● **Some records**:
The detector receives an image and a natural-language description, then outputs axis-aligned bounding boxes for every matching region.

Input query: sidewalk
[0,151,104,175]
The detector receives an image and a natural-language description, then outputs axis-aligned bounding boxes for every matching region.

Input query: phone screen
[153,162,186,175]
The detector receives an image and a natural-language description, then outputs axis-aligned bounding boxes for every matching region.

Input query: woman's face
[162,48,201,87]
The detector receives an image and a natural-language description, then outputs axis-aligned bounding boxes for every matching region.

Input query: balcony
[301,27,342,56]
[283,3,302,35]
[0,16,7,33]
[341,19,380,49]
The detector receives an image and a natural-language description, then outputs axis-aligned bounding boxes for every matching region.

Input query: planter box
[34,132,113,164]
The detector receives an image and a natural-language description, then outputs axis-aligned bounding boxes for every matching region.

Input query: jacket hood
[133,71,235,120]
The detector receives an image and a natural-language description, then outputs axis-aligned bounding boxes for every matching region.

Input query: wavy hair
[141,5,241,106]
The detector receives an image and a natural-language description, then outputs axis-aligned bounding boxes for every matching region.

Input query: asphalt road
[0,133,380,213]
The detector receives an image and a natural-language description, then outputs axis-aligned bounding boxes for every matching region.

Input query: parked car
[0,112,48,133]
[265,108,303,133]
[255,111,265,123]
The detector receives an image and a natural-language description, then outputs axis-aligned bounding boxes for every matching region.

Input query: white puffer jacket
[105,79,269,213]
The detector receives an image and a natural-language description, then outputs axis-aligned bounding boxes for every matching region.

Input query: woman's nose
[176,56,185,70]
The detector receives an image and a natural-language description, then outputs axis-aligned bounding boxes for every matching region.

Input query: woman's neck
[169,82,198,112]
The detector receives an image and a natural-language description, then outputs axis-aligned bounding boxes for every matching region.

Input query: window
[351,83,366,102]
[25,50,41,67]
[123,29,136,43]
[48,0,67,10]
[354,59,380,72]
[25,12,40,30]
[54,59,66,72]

● **DO THIS**:
Please write out the listing again with "Search phrase" substituted for every "Input query", leaving everything else unchanged.

● **CORRECT RESPONSE**:
The detector receives an image and a natural-language description, then outputs axis-aligned bounding boxes for every matching region.

Search phrase: sidewalk
[0,151,104,175]
The detector receives an image and a natural-language description, then outputs axis-aligned bounding boxes for every matching region.

Search phrase: phone screen
[153,162,186,175]
The detector receives an image and a natural-language description, then outputs axis-aligned bounding boxes for every matching region.

Search phrase: woman's face
[162,48,201,87]
The detector receives an image and a natural-language description, then outputs axis-aligned bounding boxes for every matching region.

Search phrase: balcony
[301,27,342,56]
[283,3,302,35]
[0,16,7,33]
[341,19,380,49]
The detector receives an image and a natural-language description, then outputs axis-aligned bounding boxes for every matching region.

Search phrase: planter box
[34,132,113,164]
The detector receives an image and a natural-language description, then outputs axis-aligned bounding boxes for every matching region.

Search phrase: jacket hood
[133,71,235,120]
The detector receives an image and a natural-language description, then outputs axis-aligned bounding boxes for every matching region.

Search phrase: wavy hair
[141,5,241,106]
The detector receives an image and a natural-language description, then outputs axis-aligned bounding boxes for every matching region.

Search phrase: asphalt road
[0,133,380,213]
The detector receives an image and a natural-language description, then outputs axis-aligned bounding boxes for every matching region.

Search phrase: parked car
[0,112,48,133]
[265,108,303,133]
[255,111,265,123]
The detector receives an image and a natural-language description, then outputs axis-aligned bounding boxes for every matching region.

Search phrase: white puffer jacket
[105,79,269,213]
The detector receives an image and a natural-language description, then outputs axis-aligned bounding boxes for every matching region.

Search phrase: woman's nose
[176,56,185,70]
The detector receives an image and a natural-language description, then outputs axis-aligned bounding boxes for every matching region.

Search phrase: woman's neck
[169,82,198,112]
The detector receives an image and a natural-language description, then outputs axis-aligned bounding boxes for every matching region.

Search phrase: window
[351,83,366,102]
[25,50,41,67]
[123,29,136,43]
[48,0,67,10]
[354,59,380,72]
[25,12,40,30]
[54,59,66,72]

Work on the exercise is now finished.